**Assignment**
Report each line of the data that has "object" somewhere in it.

**The records**

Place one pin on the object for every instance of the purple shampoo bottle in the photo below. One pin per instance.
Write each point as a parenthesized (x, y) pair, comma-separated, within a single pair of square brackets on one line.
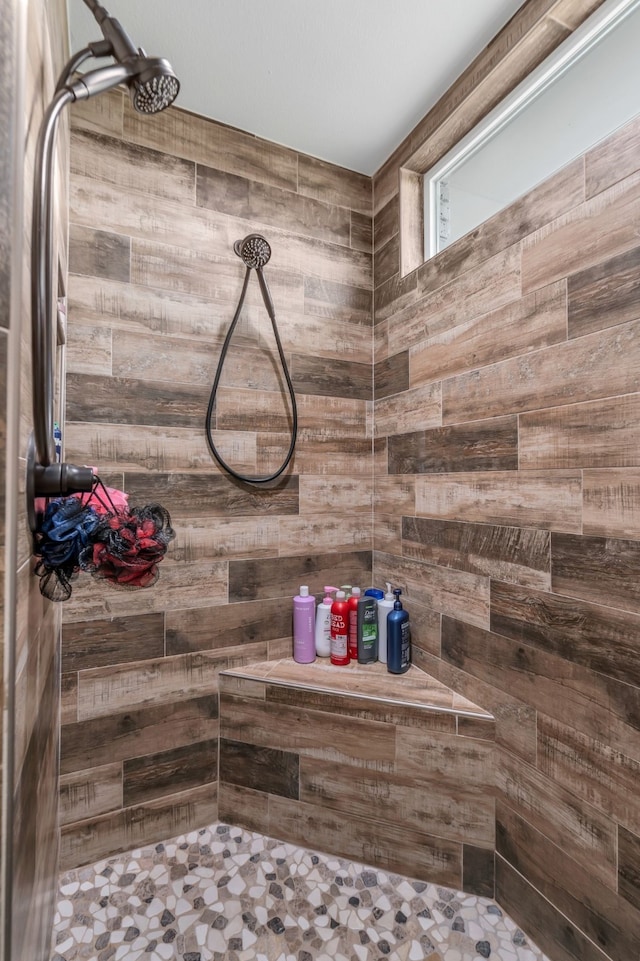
--
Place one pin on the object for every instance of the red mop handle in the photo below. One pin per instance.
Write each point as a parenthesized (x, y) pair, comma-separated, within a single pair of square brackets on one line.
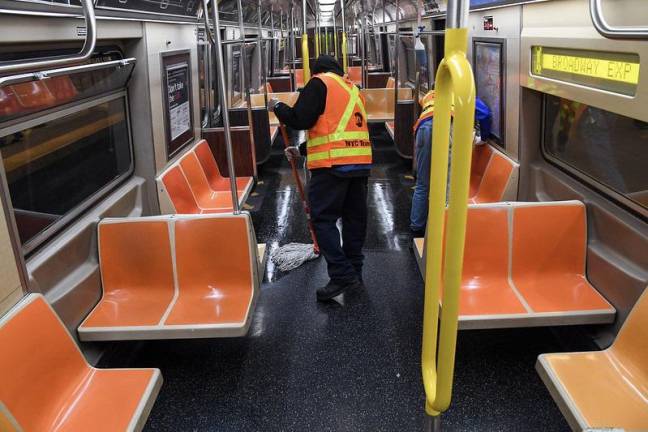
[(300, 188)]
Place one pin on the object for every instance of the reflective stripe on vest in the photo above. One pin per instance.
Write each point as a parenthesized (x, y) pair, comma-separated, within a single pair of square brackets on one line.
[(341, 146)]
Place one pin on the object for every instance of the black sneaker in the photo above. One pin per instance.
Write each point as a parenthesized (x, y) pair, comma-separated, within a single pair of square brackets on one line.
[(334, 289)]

**Your response**
Place one pin on the object for every instance of the purple shampoo bottle in the photo below. One pin per instance.
Place one pin on the object for every instance of the red mop handle in the photo below. One pin per instance.
Place one pin on the object for every instance of the reflective stripe on vest in the photo above. One pin per instance.
Place one pin on the object for every instance of the black sneaker in the photo above. One pin per instance.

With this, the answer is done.